Entrées sur la localisation d'objets nommés:
§ §
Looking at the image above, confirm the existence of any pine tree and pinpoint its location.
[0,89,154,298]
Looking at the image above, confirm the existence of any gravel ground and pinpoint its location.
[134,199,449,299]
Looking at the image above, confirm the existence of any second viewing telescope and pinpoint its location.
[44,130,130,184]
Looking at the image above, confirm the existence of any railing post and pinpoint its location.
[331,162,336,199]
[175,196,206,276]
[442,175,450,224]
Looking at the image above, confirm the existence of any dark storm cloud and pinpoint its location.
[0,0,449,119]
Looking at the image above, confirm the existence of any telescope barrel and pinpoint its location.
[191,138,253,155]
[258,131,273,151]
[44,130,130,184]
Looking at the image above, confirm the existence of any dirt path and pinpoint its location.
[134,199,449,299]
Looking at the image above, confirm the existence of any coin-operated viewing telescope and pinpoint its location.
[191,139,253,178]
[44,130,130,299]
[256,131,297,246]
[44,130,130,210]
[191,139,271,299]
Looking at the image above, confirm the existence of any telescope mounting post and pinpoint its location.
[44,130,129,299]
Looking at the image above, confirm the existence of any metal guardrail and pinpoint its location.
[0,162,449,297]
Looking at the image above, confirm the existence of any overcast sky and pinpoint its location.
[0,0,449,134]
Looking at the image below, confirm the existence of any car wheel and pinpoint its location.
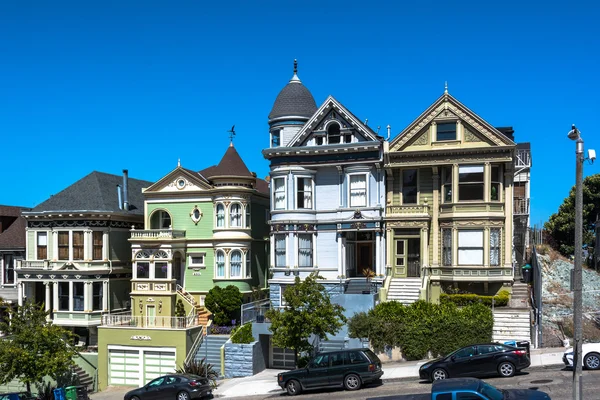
[498,361,516,378]
[285,379,302,396]
[344,374,361,390]
[177,391,190,400]
[583,353,600,369]
[431,368,448,381]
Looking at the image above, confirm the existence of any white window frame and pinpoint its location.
[347,172,370,208]
[294,175,316,210]
[188,251,206,268]
[271,176,287,210]
[456,229,485,266]
[215,203,227,229]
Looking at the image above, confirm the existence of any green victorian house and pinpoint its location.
[98,144,269,389]
[384,90,516,303]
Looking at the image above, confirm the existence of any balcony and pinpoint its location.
[130,229,185,241]
[513,198,529,215]
[385,204,430,219]
[102,312,199,330]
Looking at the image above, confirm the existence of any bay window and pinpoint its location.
[296,178,313,209]
[350,174,367,207]
[458,230,483,265]
[273,178,285,210]
[37,232,48,260]
[402,169,418,204]
[275,235,287,268]
[217,204,225,228]
[458,165,483,200]
[298,234,313,268]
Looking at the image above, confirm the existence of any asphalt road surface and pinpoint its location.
[225,367,600,400]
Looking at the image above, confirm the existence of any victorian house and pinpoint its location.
[385,90,516,303]
[16,170,151,346]
[98,143,269,388]
[263,63,385,306]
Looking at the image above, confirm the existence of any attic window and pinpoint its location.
[436,122,456,142]
[327,124,341,144]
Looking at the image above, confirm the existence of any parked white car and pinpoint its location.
[563,343,600,369]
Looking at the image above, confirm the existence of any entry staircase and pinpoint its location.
[492,281,531,343]
[177,285,212,326]
[387,278,421,305]
[195,335,229,375]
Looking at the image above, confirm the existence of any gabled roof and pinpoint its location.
[389,92,515,151]
[287,95,383,147]
[32,171,152,215]
[199,143,254,180]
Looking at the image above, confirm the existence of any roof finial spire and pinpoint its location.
[227,125,235,147]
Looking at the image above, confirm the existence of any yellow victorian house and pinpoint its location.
[384,90,516,303]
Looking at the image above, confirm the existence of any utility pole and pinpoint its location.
[568,125,585,400]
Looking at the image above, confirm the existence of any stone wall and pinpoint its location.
[225,342,266,378]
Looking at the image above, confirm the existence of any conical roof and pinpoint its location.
[269,60,317,120]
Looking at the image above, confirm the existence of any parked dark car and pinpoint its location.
[124,374,212,400]
[419,343,531,381]
[0,392,35,400]
[277,349,383,396]
[431,378,551,400]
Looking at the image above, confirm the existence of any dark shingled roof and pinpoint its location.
[199,145,254,179]
[32,171,152,215]
[269,79,317,119]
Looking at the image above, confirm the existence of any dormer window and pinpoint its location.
[436,122,456,142]
[327,123,341,144]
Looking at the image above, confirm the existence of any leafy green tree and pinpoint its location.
[0,302,75,391]
[544,174,600,256]
[204,285,244,326]
[266,273,346,364]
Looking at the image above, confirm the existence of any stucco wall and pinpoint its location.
[225,342,266,378]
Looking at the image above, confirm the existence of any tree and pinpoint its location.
[204,285,244,326]
[266,273,346,364]
[544,174,600,256]
[0,302,75,391]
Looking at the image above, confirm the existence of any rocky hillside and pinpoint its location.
[538,246,600,347]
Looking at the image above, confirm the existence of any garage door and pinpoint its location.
[108,350,141,386]
[144,350,175,384]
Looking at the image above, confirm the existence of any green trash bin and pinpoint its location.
[65,386,77,400]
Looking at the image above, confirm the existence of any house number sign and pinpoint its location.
[131,335,152,340]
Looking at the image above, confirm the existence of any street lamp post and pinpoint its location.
[568,125,584,400]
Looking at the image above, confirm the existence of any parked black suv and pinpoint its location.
[277,349,383,396]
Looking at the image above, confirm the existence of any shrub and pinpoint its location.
[175,358,219,387]
[440,290,510,307]
[231,322,254,344]
[204,285,243,325]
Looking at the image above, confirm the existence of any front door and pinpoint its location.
[356,243,375,276]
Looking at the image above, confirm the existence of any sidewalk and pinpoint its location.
[214,347,565,397]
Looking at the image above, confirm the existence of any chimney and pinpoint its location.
[123,169,129,211]
[117,185,123,210]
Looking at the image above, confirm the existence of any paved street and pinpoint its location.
[225,367,600,400]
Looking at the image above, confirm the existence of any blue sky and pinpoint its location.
[0,0,600,223]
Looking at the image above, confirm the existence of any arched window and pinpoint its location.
[327,124,340,144]
[229,203,242,227]
[150,210,172,229]
[216,250,225,278]
[217,204,225,228]
[229,250,242,278]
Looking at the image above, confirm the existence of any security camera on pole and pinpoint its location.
[568,125,596,400]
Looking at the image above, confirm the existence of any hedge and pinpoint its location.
[440,290,510,307]
[348,301,494,360]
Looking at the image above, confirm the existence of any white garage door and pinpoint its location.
[144,350,175,384]
[108,349,141,386]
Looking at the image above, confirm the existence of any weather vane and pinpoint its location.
[227,125,235,146]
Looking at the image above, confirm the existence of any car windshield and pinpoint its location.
[478,381,504,400]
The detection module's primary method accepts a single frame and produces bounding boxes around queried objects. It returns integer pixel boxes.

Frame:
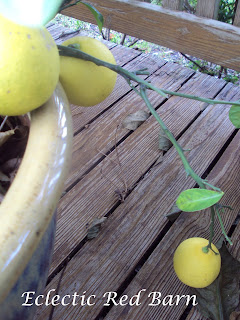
§ §
CONSIGNES: Transcrivez fidèlement l'ensemble des lignes ci-dessus, sans reproduire les images.

RÉSULTAT ATTENDU:
Looking at the image above, confirm the existence of any pine tree and pinpoint its location.
[0,89,154,298]
Looking at the image above, confirm the existence of any gravel ground and pinpoint its location.
[134,199,449,299]
Looking at the image above, confirm the existence of any second viewing telescope and pinpoint its location.
[44,130,130,184]
Looking at the image above, confirm the existence of any railing post and pinpoint its location.
[331,162,336,199]
[175,196,206,276]
[442,175,450,224]
Looking at the image above, confirm the existence of any dark storm cloud and pinpoint its location.
[0,0,449,119]
Looking at the image above, confirm the existence of any telescope barrel and pinpoint its location.
[191,138,253,155]
[258,131,273,151]
[44,130,130,184]
Looking at the image above, confirm the existence of any dirt path and pinpoint its location.
[134,199,449,299]
Looking at the image above, confirm the existence of any coin-operated viewing telescope and pinpoint its location.
[191,139,253,178]
[44,130,130,299]
[256,131,297,246]
[44,130,130,210]
[191,139,271,299]
Looking at the image above, confirm the existence of any telescope mounting post and pinpoint its location.
[44,130,129,299]
Looking at the image above, confirm the existence of any metal guardrail and pinpoint its location.
[0,162,449,297]
Looking at the image above, confirm the existence of any overcast sky and pinpoint its location.
[0,0,449,134]
Looking at the image below, confirm the existence of any car wheel and pinpoint its location.
[498,361,516,378]
[285,379,302,396]
[344,374,361,390]
[177,391,190,400]
[583,353,600,369]
[431,368,448,381]
Looking at the image above, confirm the existence of any white window frame and pinpoint its location.
[347,172,370,208]
[294,175,316,210]
[188,251,206,268]
[271,176,287,210]
[456,229,485,266]
[215,203,227,229]
Looking at the image above, confirm the existence of any green victorian house and pinpoint its location.
[98,144,269,389]
[384,90,516,303]
Looking at the image above, confirm the existence of any balcony and pinpoint its location.
[130,229,185,241]
[513,198,529,215]
[385,204,430,219]
[102,312,199,330]
Looking at the image above, confirm the existence of any bay window and pinpoint its location.
[296,178,313,209]
[350,174,367,207]
[458,230,483,265]
[273,178,285,210]
[37,232,48,260]
[402,169,418,204]
[275,235,287,268]
[217,204,225,228]
[458,165,483,200]
[298,234,313,268]
Looking at the image above, confirm the existence of any asphalt road surface and pinpoint its location.
[225,367,600,400]
Looking at the image above, confirm the existence of any victorian house and pinpoint its location.
[385,90,516,303]
[16,170,151,346]
[98,143,269,388]
[263,63,385,306]
Looking at the image above, confirm the existence of any attic window and pinpoint its location.
[436,122,456,142]
[327,124,341,144]
Looking at the image above, confirm the existence of any parked white car and pinpoint its location.
[563,343,600,369]
Looking at the image above, confirm the existence of any entry staircase and pinpoint its location.
[492,281,531,343]
[177,285,212,326]
[387,278,421,305]
[195,335,229,375]
Looking at the image above, confirm the existence of any gabled roof and pinpoint its location.
[389,92,515,151]
[287,95,383,147]
[32,171,152,215]
[199,143,254,180]
Looking at the image above, confirm the existence of any roof finial spire and pinpoint its location.
[227,125,235,147]
Looking at the image above, confirm the existence of any yellow victorian house and pinpoint its location.
[384,90,516,303]
Looking at the image above, confirm the existence of any utility pole and pinpoint its location.
[568,125,585,400]
Looking at the image above, confirm the existence of any stone wall and pinpoint its location.
[225,342,266,378]
Looking at the image above, confirm the existence of any conical roof and pinpoint its location.
[269,60,317,120]
Looking at the image above, confirm the existence of any parked dark car and pinpoint its location.
[124,374,212,400]
[419,343,531,381]
[0,392,35,400]
[277,349,383,396]
[431,378,551,400]
Looking at the image above, confirm the existence of any dark shingled roof and pinpoint its location.
[199,145,254,179]
[32,171,152,215]
[269,79,317,119]
Looking at the image above, confirm the existence of any dormer window and pinpoint its location.
[436,122,456,142]
[327,123,341,144]
Looking at the image above, confirm the existence of any leafy green tree and pinpoint its location.
[0,302,75,391]
[544,174,600,256]
[204,285,244,326]
[266,273,346,364]
Looking at the image above, confirm the existence of any stucco wall and pinpoint its location.
[225,342,266,378]
Looking at the image above, confirm the existence of any tree and pinpoint its location.
[204,285,244,326]
[266,273,346,364]
[544,174,600,256]
[0,302,75,391]
Looking at the image above, confirm the existence of any rocky hillside and pinpoint its location.
[538,246,600,347]
Looking at the image above, confirm the existence of any garage door and pinpoint its location.
[108,350,141,386]
[144,350,175,384]
Looking at the image above, confirm the existence of any green trash bin and pinpoint its location.
[65,386,77,400]
Looking at the image above, confirm the existence of any house number sign and pinpoint its location.
[131,335,152,340]
Looking at the image above, confirm the existence of any street lamp post and pinpoint its location.
[568,125,584,400]
Looking at the image above, confirm the existence of any parked black suv and pinpoint its location.
[277,349,383,396]
Looking at the image above, confirm the existence of any shrub and pinpoint its location.
[175,358,219,387]
[440,290,510,307]
[231,322,254,344]
[204,285,243,325]
Looking at the image above, confirm the existence of any front door and pinpoint its location.
[356,243,375,276]
Looking at the image above, confirm the existence of any sidewalk and pinpoint its location.
[214,347,565,397]
Looking at the image above, confirm the existence of any chimney and pinpoint its location.
[123,169,129,211]
[117,185,123,210]
Looking at the image above, confirm the existence of any paved street and pinpoint its location.
[225,367,600,400]
Looking at the image above, confirm the existence of any blue sky and pinpoint its location.
[0,0,600,223]
Looking at the image above, confirm the existence of any arched window and pinpoint its location.
[327,124,340,144]
[229,203,242,227]
[150,210,172,229]
[216,250,225,278]
[217,204,225,228]
[229,250,242,278]
Looking at the image above, confirm the existence of any security camera on pole and pinpoint its location.
[568,125,596,400]
Looking at the image above, confirm the existence of any hedge and pinpoint its location.
[440,290,510,307]
[348,301,494,360]
Looking at the image above, confirm the existence of any white garage door and pinpoint its location.
[144,350,175,384]
[108,349,141,386]
Looking at the image above, confirm the existence of any weather vane and pinpoint its location.
[227,125,235,146]
Looking at the image above, confirm the existence of any car windshield and pinpoint its location.
[478,381,504,400]
The detection module's primary method accepts a single frame and produces bounding boxes around queried objects. It returns integer pixel boxes.

Frame:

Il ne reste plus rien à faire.